_Direction_: Take the line that contains "Mark one point per instance of the bearded" and all lines after it, up to and including the last line of the data, and write them out exactly; nothing else belongs in the answer.

_Record excerpts_:
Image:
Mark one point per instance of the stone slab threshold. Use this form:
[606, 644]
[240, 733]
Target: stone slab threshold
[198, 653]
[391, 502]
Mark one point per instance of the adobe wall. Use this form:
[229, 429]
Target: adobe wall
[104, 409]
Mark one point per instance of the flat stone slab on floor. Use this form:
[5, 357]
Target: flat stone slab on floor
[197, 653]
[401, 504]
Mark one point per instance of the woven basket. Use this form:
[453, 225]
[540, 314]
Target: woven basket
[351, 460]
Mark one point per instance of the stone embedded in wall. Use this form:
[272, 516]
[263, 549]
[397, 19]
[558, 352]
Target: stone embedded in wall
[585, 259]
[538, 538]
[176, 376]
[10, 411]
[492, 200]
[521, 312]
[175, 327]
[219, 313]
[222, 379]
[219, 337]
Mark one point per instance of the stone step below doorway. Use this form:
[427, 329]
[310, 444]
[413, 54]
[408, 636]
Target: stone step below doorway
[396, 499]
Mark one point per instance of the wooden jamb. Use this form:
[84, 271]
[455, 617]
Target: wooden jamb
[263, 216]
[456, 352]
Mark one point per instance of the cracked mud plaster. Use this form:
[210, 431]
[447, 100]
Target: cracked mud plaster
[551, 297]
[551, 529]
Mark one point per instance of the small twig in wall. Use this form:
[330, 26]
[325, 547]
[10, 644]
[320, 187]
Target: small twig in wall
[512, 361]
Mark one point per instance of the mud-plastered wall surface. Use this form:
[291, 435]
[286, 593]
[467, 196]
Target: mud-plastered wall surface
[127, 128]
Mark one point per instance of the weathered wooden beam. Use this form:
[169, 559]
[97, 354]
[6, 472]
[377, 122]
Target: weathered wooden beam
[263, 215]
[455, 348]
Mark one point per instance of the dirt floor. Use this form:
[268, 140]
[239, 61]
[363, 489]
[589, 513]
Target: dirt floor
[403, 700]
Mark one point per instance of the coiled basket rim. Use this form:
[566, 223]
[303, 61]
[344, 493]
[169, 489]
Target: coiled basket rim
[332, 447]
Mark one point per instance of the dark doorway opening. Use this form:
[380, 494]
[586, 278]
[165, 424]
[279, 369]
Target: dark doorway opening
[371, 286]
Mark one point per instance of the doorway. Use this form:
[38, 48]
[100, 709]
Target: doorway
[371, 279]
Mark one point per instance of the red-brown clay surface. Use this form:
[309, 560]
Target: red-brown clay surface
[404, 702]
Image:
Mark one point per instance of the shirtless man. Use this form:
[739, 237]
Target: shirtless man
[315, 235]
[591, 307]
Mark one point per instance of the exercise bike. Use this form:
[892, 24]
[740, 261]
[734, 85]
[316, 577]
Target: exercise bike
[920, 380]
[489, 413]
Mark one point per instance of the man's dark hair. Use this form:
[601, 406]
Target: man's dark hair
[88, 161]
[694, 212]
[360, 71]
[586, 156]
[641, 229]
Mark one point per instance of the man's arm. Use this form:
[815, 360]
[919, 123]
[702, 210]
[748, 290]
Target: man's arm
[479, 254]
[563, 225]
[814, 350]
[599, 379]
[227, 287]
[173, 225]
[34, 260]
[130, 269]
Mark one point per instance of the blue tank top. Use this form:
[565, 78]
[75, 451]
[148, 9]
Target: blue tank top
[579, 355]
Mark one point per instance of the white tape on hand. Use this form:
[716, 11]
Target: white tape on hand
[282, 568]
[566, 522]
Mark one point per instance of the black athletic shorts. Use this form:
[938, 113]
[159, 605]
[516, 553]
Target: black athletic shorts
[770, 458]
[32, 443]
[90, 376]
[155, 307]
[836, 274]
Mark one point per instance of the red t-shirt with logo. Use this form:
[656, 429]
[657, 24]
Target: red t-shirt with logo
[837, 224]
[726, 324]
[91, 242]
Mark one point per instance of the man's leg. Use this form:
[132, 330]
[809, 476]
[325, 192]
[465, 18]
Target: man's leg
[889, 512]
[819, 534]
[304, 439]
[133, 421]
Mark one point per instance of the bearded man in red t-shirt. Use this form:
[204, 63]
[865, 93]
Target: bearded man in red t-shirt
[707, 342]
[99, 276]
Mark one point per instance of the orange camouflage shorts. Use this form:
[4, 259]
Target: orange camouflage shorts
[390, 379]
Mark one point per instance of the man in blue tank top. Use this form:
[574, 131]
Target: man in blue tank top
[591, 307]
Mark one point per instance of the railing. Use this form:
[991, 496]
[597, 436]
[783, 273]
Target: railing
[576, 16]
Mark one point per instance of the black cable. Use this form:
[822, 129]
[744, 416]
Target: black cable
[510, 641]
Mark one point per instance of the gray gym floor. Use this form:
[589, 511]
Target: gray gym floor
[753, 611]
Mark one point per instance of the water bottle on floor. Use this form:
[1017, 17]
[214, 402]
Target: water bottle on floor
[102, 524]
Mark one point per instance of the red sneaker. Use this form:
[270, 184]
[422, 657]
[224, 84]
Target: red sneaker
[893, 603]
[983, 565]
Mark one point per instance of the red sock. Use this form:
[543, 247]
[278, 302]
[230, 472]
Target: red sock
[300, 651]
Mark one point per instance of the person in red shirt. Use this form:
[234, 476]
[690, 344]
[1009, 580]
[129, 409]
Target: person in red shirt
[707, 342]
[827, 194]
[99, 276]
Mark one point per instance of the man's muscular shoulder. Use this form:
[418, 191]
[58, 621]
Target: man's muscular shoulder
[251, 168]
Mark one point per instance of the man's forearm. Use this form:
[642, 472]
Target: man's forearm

_Result_:
Mark one point per instance of the bearded man in red t-shirt. Use this form:
[204, 63]
[865, 93]
Target: bearded man in red t-shirt
[707, 342]
[99, 276]
Mark one point per instance of the orange camouflage shorts. Use this form:
[4, 259]
Target: orange camouflage shorts
[390, 379]
Mark one point per instance of the man in blue tank top. Use this form:
[574, 131]
Target: man in blue tank top
[591, 307]
Mark one point per instance of the railing. Use this form:
[991, 496]
[597, 436]
[783, 273]
Target: railing
[576, 16]
Mark one point per instance of the black cable. Use this form:
[822, 129]
[744, 416]
Target: black cable
[510, 641]
Mark one point per instance of the gray gym floor. Use this form:
[589, 511]
Target: gray gym floor
[753, 611]
Mark one point per instance of the water bottle on floor. Use this form:
[1017, 17]
[214, 402]
Target: water bottle on floor
[102, 524]
Mark one point per instance of the red sneaker. Use this form:
[270, 184]
[422, 657]
[224, 84]
Target: red sneaker
[893, 603]
[983, 565]
Mark one point per instance of the red sock. Use this form:
[543, 247]
[278, 302]
[230, 472]
Target: red sock
[300, 651]
Mark one point per instance of the person in red shirt. Use this form:
[234, 476]
[690, 344]
[1009, 580]
[129, 409]
Target: person in red shirt
[707, 342]
[827, 194]
[99, 276]
Mark one point per instance of the man's muscular shoulder. Use this form:
[418, 191]
[58, 621]
Target: man's muscular shoulder
[251, 168]
Mark one point per instance of the man's forearm. Use this form:
[642, 472]
Target: man's forearm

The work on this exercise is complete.